Text shown start
30. Upon perusal of the aforesaid sections, it can be ascertained that the disputes between the respondent GHIMIT as well as GNIMIT and the employees including past employees can be adjudicated by the District Judge, Delhi only. Moreover, the employees of the respondent can file an appeal against the order of the learned District Judge within 60 days from the order.
31. This Court by way of various judgments has expressed its view that since the employees of educational institutes governed by the Act shall first exhaust the alternative remedy i.e., available under Section 32 and 33 of the Act before approaching this Court under its writ jurisdiction.
32. The Coordinate Bench of this Court in the judgment of Satpal Singh v. Delhi Sikh Gurdwara Management Committee & Anr1 delved on the existence of an alternative remedy under Section 32 and Section 33 of the Act and dismissed the writ petition as non- maintainable. The relevant portion of the judgment is reproduced herein below:
“10. It would thus be seen that the jurisdiction over disputes between DSGMC and its employees including past employees, as the disputes subject matter of the present petitions are, is first of the District Judge, Delhi and the Act also provides for a remedy to this Court against the orders of the District Judge.

11. The Act, on the basis of which writ remedy is invoked against the respondent DSGMC, having itself provided a remedy for the disputes as subject matter of these writ petitions, in my view, the writ petitions would not be maintainable on this ground alone. The remedy of the petitioners is before the District Judge. The Act having provided a complete machinery for adjudication of the disputes as raised by way of present writ petitions, the writ petitions would not be maintainable. It is the settled principle of law that this Court would ordinarily not exercise jurisdiction under Article 226 when alternative, efficacious remedy is available. The present petitions in any case raise disputed questions of fact and which can be appropriately adjudicated in proceedings before the District Judge rather than in the present jurisdiction. I have already in Sh. Gurdeep Singh Vs. President, Delhi Sikh Gurdwara Management Committee MANU/DE/2013/2011 taken a view that owing to the said Section 32 of the Act, the writ remedy is barred.
Text shown end
Material for this exercise start
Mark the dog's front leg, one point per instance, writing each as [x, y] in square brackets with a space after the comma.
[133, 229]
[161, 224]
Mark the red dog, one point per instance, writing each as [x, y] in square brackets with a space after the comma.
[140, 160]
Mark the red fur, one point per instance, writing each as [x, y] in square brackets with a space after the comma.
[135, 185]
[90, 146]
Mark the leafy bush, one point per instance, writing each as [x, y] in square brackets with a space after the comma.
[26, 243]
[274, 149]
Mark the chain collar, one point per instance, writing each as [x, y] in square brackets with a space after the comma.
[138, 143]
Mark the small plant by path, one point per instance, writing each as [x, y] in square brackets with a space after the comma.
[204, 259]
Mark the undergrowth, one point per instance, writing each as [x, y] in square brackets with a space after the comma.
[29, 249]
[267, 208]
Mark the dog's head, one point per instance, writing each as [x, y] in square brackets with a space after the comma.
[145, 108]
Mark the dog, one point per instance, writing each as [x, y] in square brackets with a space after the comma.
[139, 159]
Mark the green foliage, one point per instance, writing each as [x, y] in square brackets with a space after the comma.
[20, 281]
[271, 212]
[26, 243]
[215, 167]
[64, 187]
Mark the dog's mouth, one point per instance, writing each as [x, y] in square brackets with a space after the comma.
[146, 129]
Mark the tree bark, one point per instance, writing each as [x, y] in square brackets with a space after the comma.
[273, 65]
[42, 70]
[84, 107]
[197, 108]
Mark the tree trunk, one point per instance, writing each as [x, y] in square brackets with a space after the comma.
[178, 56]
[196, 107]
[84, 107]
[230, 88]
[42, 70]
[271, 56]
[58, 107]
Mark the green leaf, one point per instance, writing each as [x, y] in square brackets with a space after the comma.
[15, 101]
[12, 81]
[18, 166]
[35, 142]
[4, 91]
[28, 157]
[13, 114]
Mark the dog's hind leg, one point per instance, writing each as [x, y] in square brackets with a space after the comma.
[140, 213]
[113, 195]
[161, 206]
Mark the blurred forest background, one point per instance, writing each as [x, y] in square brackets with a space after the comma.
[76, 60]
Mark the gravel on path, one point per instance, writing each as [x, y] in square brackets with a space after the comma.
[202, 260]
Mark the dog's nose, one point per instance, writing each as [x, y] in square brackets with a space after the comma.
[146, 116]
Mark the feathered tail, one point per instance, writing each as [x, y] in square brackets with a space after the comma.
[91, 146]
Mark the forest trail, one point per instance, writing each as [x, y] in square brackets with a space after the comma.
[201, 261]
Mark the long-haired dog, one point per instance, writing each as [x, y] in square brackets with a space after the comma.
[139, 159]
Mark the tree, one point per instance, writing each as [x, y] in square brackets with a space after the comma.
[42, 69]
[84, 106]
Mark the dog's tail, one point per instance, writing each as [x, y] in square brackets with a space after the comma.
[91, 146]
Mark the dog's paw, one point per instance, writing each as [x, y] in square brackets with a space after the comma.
Material for this exercise end
▶ _Short task 1_
Reproduce the judgment excerpt starting at "30. Upon perusal" and ending at "its writ jurisdiction.".
▶ _Short task 2_
Shift the coordinate points in the records by adding 14 to every number, starting at the line containing "Mark the blurred" and ending at the end of the records. Rewrite only those lines, including the requests.

▶ _Right answer 1_
30. Upon perusal of the aforesaid sections, it can be ascertained that the disputes between the respondent GHIMIT as well as GNIMIT and the employees including past employees can be adjudicated by the District Judge, Delhi only. Moreover, the employees of the respondent can file an appeal against the order of the learned District Judge within 60 days from the order.
31. This Court by way of various judgments has expressed its view that since the employees of educational institutes governed by the Act shall first exhaust the alternative remedy i.e., available under Section 32 and 33 of the Act before approaching this Court under its writ jurisdiction.

▶ _Right answer 2_
Mark the blurred forest background, one point per instance, writing each as [x, y] in square brackets with a space after the comma.
[90, 74]
Mark the gravel on path, one point per instance, writing each as [x, y] in square brackets with a space after the comma.
[216, 274]
Mark the dog's nose, one point per instance, writing each as [x, y] in square brackets with a space after the comma.
[160, 130]
Mark the feathered tail, one point per instance, writing each as [x, y] in square brackets with a space after the comma.
[105, 160]
Mark the forest trail, one point per instance, writing each as [x, y] in square brackets with a space after the comma.
[215, 275]
Mark the long-haired dog, one point per instance, writing each as [x, y] in square brackets with a space after the comma.
[153, 173]
Mark the tree, one point per instance, writing each as [x, y] in square brackets with a space after the comma.
[56, 83]
[98, 120]
Mark the dog's tail, one point per instance, writing each as [x, y] in square brackets with a space after the comma.
[105, 160]
Mark the dog's paw, one point per instance, writing each as [x, y] in square brackets with a space after the comma.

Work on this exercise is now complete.